## [작업 지시]
아래 목록의 모든 줄을 한 글자도 바꾸지 말고 처음부터 끝까지 똑같이 다시 입력하세요.

데이터셋의 기록
* * *
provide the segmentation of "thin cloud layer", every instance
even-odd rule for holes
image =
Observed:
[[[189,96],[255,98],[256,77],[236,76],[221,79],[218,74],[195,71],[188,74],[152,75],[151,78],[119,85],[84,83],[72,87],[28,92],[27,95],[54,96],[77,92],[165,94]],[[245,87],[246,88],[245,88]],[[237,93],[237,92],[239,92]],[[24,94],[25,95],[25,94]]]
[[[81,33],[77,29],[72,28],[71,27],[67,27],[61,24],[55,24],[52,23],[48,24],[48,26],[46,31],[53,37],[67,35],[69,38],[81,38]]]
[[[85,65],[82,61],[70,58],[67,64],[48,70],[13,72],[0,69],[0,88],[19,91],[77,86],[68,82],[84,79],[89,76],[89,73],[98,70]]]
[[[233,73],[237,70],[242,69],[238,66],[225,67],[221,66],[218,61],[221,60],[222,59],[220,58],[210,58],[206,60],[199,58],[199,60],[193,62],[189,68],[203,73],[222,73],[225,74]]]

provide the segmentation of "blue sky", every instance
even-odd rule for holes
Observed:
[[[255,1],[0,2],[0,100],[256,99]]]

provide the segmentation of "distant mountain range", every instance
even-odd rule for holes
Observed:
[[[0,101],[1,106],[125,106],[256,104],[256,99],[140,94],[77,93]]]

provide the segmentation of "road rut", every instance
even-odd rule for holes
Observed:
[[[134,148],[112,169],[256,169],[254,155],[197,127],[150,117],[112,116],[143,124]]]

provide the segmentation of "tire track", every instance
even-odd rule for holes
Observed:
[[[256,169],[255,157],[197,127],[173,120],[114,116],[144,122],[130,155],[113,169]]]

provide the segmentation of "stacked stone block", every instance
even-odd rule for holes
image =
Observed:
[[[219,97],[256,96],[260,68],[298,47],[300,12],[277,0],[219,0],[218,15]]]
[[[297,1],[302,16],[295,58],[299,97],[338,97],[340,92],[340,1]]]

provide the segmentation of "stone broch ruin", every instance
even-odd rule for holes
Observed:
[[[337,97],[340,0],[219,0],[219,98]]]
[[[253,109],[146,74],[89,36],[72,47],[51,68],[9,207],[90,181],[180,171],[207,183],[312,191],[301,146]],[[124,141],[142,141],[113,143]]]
* * *
## [답변]
provide the segmentation of "thin cloud layer", every instance
even-odd rule for holes
image =
Observed:
[[[189,96],[255,98],[256,77],[236,76],[221,79],[218,74],[195,71],[188,74],[152,75],[151,78],[119,85],[84,83],[72,87],[28,92],[27,95],[54,96],[77,92],[165,94]],[[245,87],[246,88],[245,88]],[[237,93],[237,92],[239,92]],[[24,94],[25,95],[25,94]]]
[[[81,33],[77,29],[72,28],[71,27],[67,27],[61,24],[55,24],[52,23],[48,24],[48,26],[46,31],[53,37],[67,35],[69,38],[81,38]]]
[[[85,65],[82,61],[70,58],[67,64],[48,70],[13,72],[0,69],[0,88],[19,91],[77,86],[68,82],[84,79],[89,76],[89,73],[98,70]]]
[[[233,73],[237,70],[242,69],[238,66],[225,67],[221,66],[218,61],[221,60],[222,59],[220,58],[210,58],[206,60],[199,58],[199,60],[193,62],[189,68],[203,73],[222,73],[225,74]]]

provide the segmentation of "blue sky", every instance
even-odd rule for holes
Observed:
[[[255,1],[0,2],[0,100],[256,99]]]

provide the segmentation of "distant mountain range", every instance
even-odd rule for holes
Observed:
[[[0,101],[1,106],[125,106],[256,104],[256,99],[140,94],[77,93]]]

provide the segmentation of "road rut", every instance
even-odd rule for holes
Observed:
[[[134,148],[112,169],[256,169],[254,155],[197,127],[150,117],[112,116],[143,124]]]

provide the segmentation of "tire track", every instance
even-odd rule for holes
Observed:
[[[256,169],[255,157],[197,127],[173,120],[114,116],[144,122],[130,155],[113,169]]]

provide the segmentation of "stacked stone block", every instance
even-odd rule for holes
image =
Observed:
[[[219,97],[256,96],[260,68],[298,47],[300,12],[277,0],[219,0],[218,15]]]
[[[297,1],[302,16],[295,58],[299,97],[338,97],[340,92],[340,1]]]

provide the segmentation of "stone broch ruin", every instance
even-odd rule for holes
Observed:
[[[337,97],[340,0],[219,0],[219,98]]]
[[[253,109],[146,74],[89,36],[72,47],[51,68],[9,207],[90,181],[180,171],[207,183],[312,191],[301,146]],[[124,141],[142,141],[113,143]]]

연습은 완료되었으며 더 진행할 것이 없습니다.